Consigne écrite 1. Relevez, parmi les lignes ci-dessous, toutes celles qui contiennent la chaîne « trace », puis recopiez-les sans rien y changer.

Extrait de texte.
■ ■ ■ ■ ■ ■ ■

L’injonction : un pouvoir de contrainte efficace

L’injonction : un pouvoir de contrainte efficace

Dans un article publié en France il y a maintenant près de vingt-cinq ans, Jean-Paul Costa, conseiller d’État devenu par la suite président de la Cour européenne des droits de l’homme, écrivait que le problème de l’exécution des décisions de justice se rencontre dans tous les pays et qu’il mérite d’être toujours mieux résolu car « il en va de la crédibilité de l’État de droit ».

Certes la possibilité déjà reconnue aux citoyens libanais de contester devant le Conseil d’État les actes illégaux édictés par les agents publics, les maires, les ministres ou le président de la République montre que le Liban a fait le choix de l’État de droit. Cette capacité d’action, que les juristes aiment qualifier d’invention merveilleuse par laquelle les sages ont réussi à protéger les hommes contre les excès de pouvoir, ne doit pas cependant demeurer à l’état d’abstraction (Rivero, 1962). Concrètement, lorsqu’un parent se voit opposer un refus d’inscription à l’école publique pour son enfant, il n’attend pas simplement du juge que celui-ci fasse disparaître le refus, il attend de lui qu’il prescrive à l’administration d’accueillir son enfant en classe. En cas d’annulation d’une décision d’expropriation, aucun justiciable n’admettra de bon cœur que le juge s’arrête à mi-chemin en faisant disparaître la mesure mais en se refusant à ordonner à l’administration de restituer le bien illégalement exproprié. Si un fonctionnaire est irrégulièrement licencié, le juge ne doit-il pas prescrire à son employeur public de le réintégrer ? Et lorsqu’un marché public a été conclu de manière illicite, qui peut accepter que le juge en prononce la nullité sans exiger des parties qu’elles cessent leurs relations contractuelles ?

Une conception maximaliste de la séparation des pouvoirs soutient l’idée qu’historiquement aucune capacité de contrainte n’a été reconnue aux juges vis-à-vis de l’administration. Jamais, dans les pays qui connaissent le droit administratif, il n’a sérieusement été envisagé de soumettre les personnes publiques (État, collectivités locales, établissements publics) aux voies d’exécution de droit commun susceptibles d’être mises en œuvre à l’encontre des particuliers. Le projet de réforme porté par le Legal Agenda – dont le but légitime est de protéger les biens affectés au service de tous – ne déroge pas à cette règle. Dans un État de droit, l’inexécution par l’administration des décisions rendues par des magistrats indépendants est néanmoins choquante. Elle est le plus grand frein à l’instauration d’un système juridique sûr et elle brise la confiance que les citoyens placent dans leurs institutions. Il est donc naturel de vouloir adopter des outils permettant de se prémunir contre ce risque d’inexécution, provoqué par la négligence, la mauvaise volonté, mais aussi parfois par des motifs plus avouables tels que les contraintes budgétaires ou la complexité des mesures à mettre en œuvre pour donner au jugement son entier effet.

■ ■ ■ ■ ■ ■ ■

Données fournies.
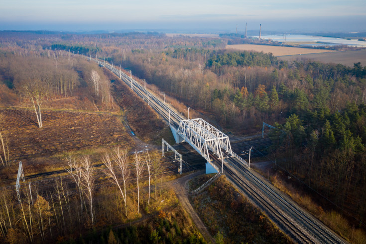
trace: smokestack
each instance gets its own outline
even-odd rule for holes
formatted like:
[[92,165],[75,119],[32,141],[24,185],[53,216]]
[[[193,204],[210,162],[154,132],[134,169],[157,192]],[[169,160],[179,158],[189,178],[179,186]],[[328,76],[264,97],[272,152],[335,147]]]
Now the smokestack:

■ ■ ■ ■ ■ ■ ■

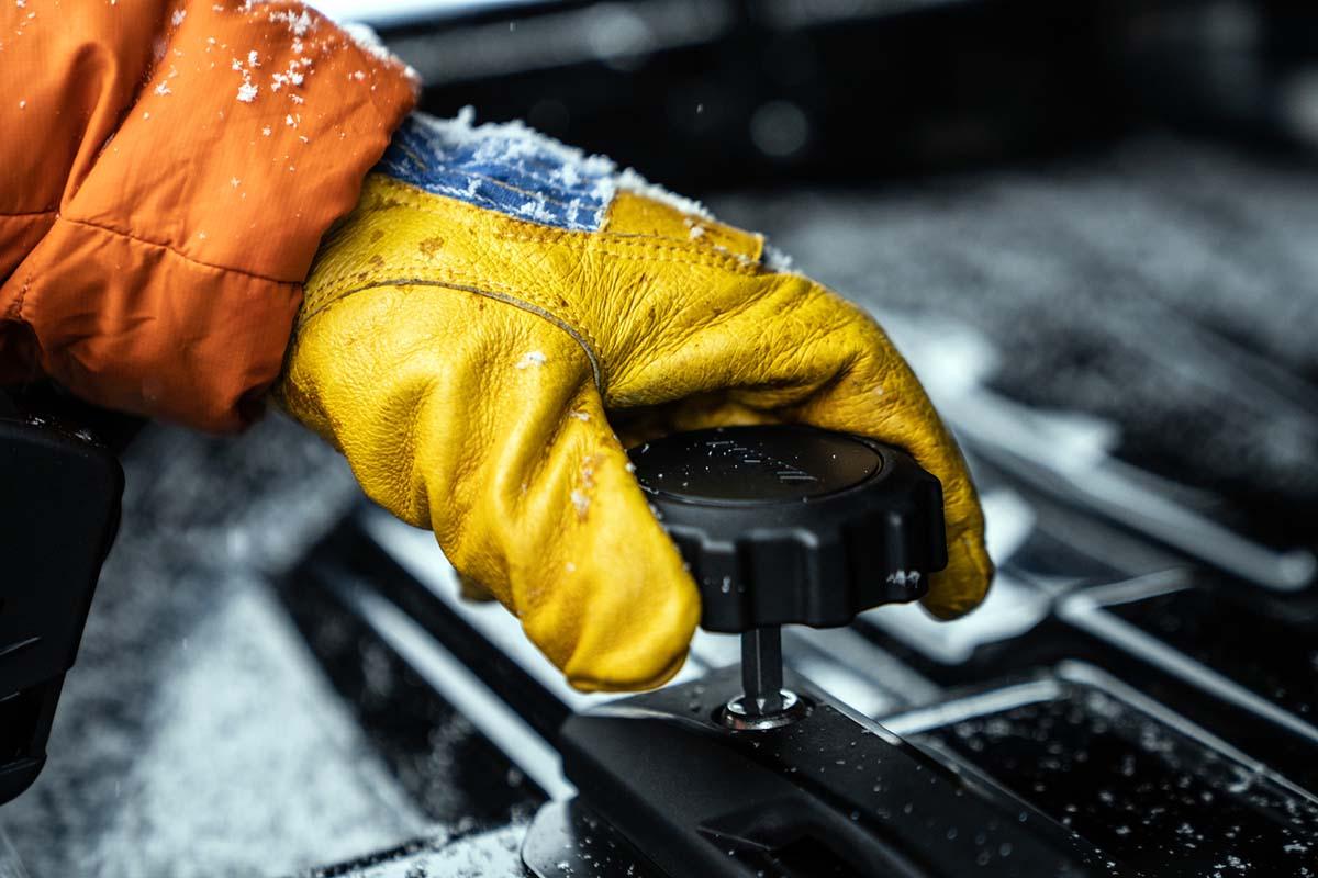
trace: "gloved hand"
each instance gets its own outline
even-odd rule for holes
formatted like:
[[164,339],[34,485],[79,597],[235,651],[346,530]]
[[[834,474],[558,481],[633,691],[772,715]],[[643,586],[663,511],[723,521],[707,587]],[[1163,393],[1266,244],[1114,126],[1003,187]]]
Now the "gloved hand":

■ ■ ■ ■ ■ ■ ■

Consigne écrite 2.
Répondez à ces questions sur le texte consacré à l'injonction :
(a) Quelle fonction Jean-Paul Costa a-t-il occupée par la suite ?
(b) Devant quelle juridiction les citoyens libanais peuvent-ils contester les actes illégaux des agents publics ?
(c) Quel est le but du projet de réforme porté par le Legal Agenda ?

Réponse attendue 1.
trace: smokestack
trace: "gloved hand"

Réponse attendue 2.
(a) Président de la Cour européenne des droits de l'homme.
(b) Le Conseil d'État.
(c) Protéger les biens affectés au service de tous.